Written problem → How many of the lines below contain the string "green"? Reply with the number alone.

Data section →

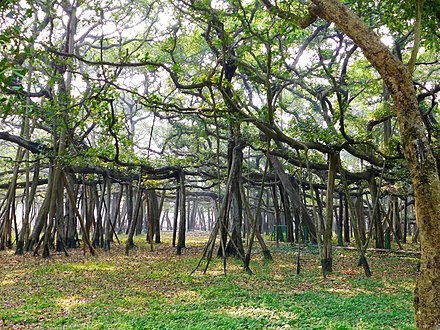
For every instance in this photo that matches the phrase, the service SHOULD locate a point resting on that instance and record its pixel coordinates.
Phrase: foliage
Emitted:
(142, 291)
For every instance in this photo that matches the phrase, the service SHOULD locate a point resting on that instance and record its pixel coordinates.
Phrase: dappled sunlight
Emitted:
(70, 303)
(7, 282)
(258, 313)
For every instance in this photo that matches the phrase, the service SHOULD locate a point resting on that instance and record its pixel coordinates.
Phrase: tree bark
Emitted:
(327, 263)
(417, 151)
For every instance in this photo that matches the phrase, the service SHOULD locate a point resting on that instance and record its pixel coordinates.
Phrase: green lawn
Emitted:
(154, 290)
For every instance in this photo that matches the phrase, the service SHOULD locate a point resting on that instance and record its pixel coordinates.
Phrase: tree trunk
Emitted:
(293, 195)
(327, 262)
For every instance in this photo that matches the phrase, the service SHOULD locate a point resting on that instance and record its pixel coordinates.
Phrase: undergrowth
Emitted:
(154, 290)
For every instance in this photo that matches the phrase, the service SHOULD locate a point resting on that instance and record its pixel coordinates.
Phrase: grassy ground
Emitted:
(154, 290)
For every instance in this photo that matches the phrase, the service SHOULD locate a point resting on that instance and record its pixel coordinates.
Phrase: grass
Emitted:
(153, 290)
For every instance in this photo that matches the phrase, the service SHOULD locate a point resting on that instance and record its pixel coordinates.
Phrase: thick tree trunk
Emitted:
(327, 263)
(418, 153)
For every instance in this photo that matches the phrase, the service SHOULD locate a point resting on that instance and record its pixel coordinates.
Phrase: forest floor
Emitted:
(154, 290)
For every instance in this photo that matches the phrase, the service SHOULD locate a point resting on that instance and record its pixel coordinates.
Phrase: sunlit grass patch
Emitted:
(154, 290)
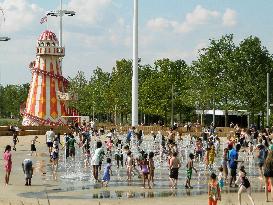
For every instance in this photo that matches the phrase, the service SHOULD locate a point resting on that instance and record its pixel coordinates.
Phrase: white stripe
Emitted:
(38, 96)
(31, 92)
(47, 93)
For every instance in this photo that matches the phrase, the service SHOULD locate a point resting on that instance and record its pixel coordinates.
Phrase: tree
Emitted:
(252, 62)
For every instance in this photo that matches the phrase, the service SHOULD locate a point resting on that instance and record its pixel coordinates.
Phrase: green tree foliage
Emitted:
(251, 63)
(233, 76)
(12, 96)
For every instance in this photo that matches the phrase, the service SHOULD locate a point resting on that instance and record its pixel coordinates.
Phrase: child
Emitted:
(189, 171)
(118, 153)
(213, 190)
(244, 185)
(130, 164)
(28, 171)
(225, 163)
(55, 158)
(87, 158)
(206, 157)
(221, 180)
(152, 167)
(174, 165)
(7, 163)
(15, 139)
(32, 146)
(106, 174)
(145, 170)
(109, 145)
(211, 156)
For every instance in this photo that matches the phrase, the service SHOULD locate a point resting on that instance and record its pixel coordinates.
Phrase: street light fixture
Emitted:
(4, 38)
(61, 13)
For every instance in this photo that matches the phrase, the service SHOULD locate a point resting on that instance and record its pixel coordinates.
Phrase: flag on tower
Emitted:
(43, 20)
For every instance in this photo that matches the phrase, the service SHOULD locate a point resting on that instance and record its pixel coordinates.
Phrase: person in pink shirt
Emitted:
(7, 163)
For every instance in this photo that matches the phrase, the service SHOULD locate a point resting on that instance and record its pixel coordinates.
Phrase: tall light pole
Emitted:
(135, 67)
(172, 109)
(267, 101)
(61, 13)
(4, 38)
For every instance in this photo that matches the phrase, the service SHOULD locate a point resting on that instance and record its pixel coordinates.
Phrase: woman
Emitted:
(268, 174)
(244, 185)
(7, 163)
(225, 163)
(97, 159)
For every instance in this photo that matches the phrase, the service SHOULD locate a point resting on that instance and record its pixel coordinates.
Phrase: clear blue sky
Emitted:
(101, 31)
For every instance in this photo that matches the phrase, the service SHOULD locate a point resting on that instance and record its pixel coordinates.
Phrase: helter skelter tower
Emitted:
(43, 107)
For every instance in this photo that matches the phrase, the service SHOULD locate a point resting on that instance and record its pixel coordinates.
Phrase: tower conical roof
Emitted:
(48, 36)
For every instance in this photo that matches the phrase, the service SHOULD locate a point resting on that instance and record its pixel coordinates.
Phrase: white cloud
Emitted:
(197, 17)
(160, 23)
(19, 14)
(88, 11)
(229, 18)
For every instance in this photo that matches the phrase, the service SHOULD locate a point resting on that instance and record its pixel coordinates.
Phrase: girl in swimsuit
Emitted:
(145, 170)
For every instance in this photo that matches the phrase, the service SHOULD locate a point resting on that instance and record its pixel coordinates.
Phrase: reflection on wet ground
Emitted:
(75, 182)
(109, 194)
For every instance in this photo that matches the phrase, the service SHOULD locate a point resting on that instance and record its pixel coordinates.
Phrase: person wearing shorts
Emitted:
(174, 166)
(50, 135)
(71, 146)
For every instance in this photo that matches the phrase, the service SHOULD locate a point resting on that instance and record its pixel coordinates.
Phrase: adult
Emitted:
(261, 155)
(130, 134)
(233, 163)
(244, 185)
(65, 141)
(268, 174)
(174, 166)
(28, 171)
(50, 136)
(71, 145)
(97, 159)
(15, 139)
(7, 163)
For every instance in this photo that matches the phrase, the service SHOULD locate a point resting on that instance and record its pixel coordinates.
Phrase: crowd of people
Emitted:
(141, 164)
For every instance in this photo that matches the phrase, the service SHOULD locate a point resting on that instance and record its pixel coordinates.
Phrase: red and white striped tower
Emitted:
(43, 107)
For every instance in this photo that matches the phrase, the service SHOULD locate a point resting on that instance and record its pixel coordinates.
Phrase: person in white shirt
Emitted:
(50, 135)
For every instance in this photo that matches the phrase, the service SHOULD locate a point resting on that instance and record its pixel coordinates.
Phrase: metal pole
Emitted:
(135, 67)
(93, 113)
(115, 114)
(172, 108)
(213, 115)
(61, 24)
(267, 101)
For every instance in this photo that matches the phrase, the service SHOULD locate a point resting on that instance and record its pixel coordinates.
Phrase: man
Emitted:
(50, 135)
(233, 163)
(130, 134)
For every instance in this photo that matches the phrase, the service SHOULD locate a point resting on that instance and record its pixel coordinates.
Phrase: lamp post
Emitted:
(267, 99)
(61, 13)
(135, 67)
(4, 38)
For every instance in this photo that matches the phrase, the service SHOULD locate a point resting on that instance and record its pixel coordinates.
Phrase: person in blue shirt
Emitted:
(233, 162)
(130, 135)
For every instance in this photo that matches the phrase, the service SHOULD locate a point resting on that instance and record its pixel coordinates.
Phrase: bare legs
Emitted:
(241, 190)
(7, 177)
(267, 179)
(95, 172)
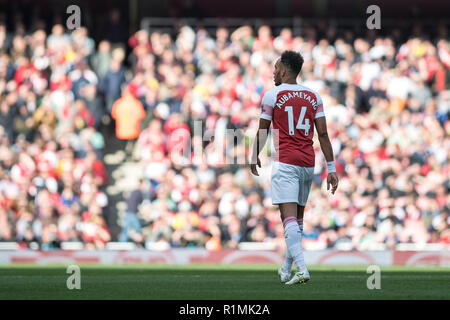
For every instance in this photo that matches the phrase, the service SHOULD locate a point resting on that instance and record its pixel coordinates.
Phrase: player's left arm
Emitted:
(325, 144)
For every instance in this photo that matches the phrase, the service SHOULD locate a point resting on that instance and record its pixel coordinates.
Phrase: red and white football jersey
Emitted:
(292, 109)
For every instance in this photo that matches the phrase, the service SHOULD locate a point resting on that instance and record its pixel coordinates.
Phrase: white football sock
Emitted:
(293, 237)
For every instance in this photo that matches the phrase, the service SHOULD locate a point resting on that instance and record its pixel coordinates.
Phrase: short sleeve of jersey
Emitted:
(319, 110)
(267, 105)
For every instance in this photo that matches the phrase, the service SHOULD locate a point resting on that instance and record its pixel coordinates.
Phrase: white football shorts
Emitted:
(290, 183)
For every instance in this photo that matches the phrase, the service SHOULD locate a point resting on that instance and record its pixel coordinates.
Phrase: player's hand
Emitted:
(333, 181)
(253, 167)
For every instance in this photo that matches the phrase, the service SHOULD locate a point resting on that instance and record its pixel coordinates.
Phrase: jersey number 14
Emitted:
(300, 125)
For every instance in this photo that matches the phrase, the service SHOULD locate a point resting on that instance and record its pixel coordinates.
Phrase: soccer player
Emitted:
(294, 110)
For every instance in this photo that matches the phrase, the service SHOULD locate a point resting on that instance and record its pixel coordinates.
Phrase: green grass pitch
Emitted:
(211, 282)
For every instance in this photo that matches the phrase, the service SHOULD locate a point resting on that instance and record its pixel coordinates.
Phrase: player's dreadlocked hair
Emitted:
(293, 60)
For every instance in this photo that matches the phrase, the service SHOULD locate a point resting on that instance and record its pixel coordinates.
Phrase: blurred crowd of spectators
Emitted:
(387, 104)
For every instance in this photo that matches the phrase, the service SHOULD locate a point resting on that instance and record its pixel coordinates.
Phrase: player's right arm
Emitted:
(325, 145)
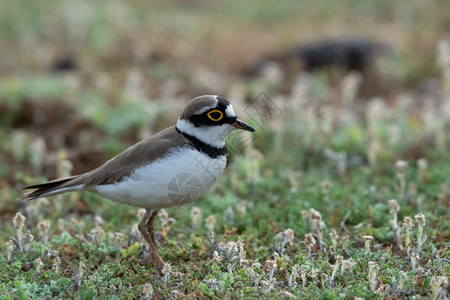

Expected output → 3